··· RECORDS
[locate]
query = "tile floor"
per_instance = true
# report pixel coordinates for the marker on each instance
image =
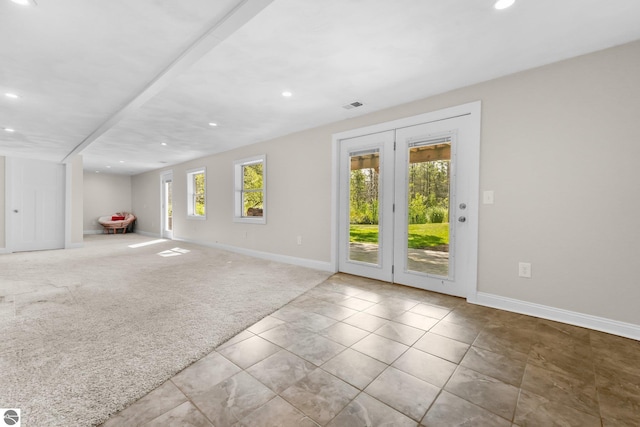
(356, 352)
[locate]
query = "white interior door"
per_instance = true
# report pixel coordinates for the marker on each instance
(408, 204)
(167, 205)
(36, 205)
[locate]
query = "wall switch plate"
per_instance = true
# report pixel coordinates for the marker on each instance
(487, 197)
(524, 269)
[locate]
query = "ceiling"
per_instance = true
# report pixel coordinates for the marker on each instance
(133, 85)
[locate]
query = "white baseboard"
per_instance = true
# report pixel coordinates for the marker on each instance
(302, 262)
(84, 232)
(602, 324)
(147, 234)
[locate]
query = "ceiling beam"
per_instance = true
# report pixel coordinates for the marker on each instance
(231, 22)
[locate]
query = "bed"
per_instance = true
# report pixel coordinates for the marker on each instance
(122, 221)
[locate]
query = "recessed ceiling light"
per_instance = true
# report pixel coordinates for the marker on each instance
(25, 2)
(503, 4)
······
**WRITTEN PROBLEM:** Rewrite all of the data above, replacing every occurrence of "white" with "painted" and leaving everything else unchanged. Omit the pictures from your answer.

**RESPONSE FOR THIS EXERCISE:**
[locate]
query = "tile floor"
per_instance = true
# report pixel coordinates for the marker on each instance
image =
(356, 352)
[locate]
query = "painted interior door"
per_instance = true
# report pixel coordinates for the marker on each instance
(408, 204)
(167, 205)
(36, 205)
[locate]
query = "wall switch plate"
per_instance = true
# report pixel coordinates for the marker on each instance
(487, 197)
(524, 269)
[locate]
query = "ceiling"
per_instance = true
# report pixel coordinates for the marker on each instance
(133, 85)
[locate]
query = "painted baseboard"
per_instance = true
# report pixel coordinates for the marker on each instance
(302, 262)
(84, 232)
(602, 324)
(147, 234)
[locate]
query = "ceiling beam"
per_instance = true
# report pixel coordinates for the marker on each instance
(231, 22)
[locate]
query = "bed"
per_instance = true
# report pixel coordinates for the marker on each instance
(122, 221)
[locate]
query = "recessed ceiling light"
per_instance = true
# report pixel coordinates for the marker on each instance
(25, 2)
(503, 4)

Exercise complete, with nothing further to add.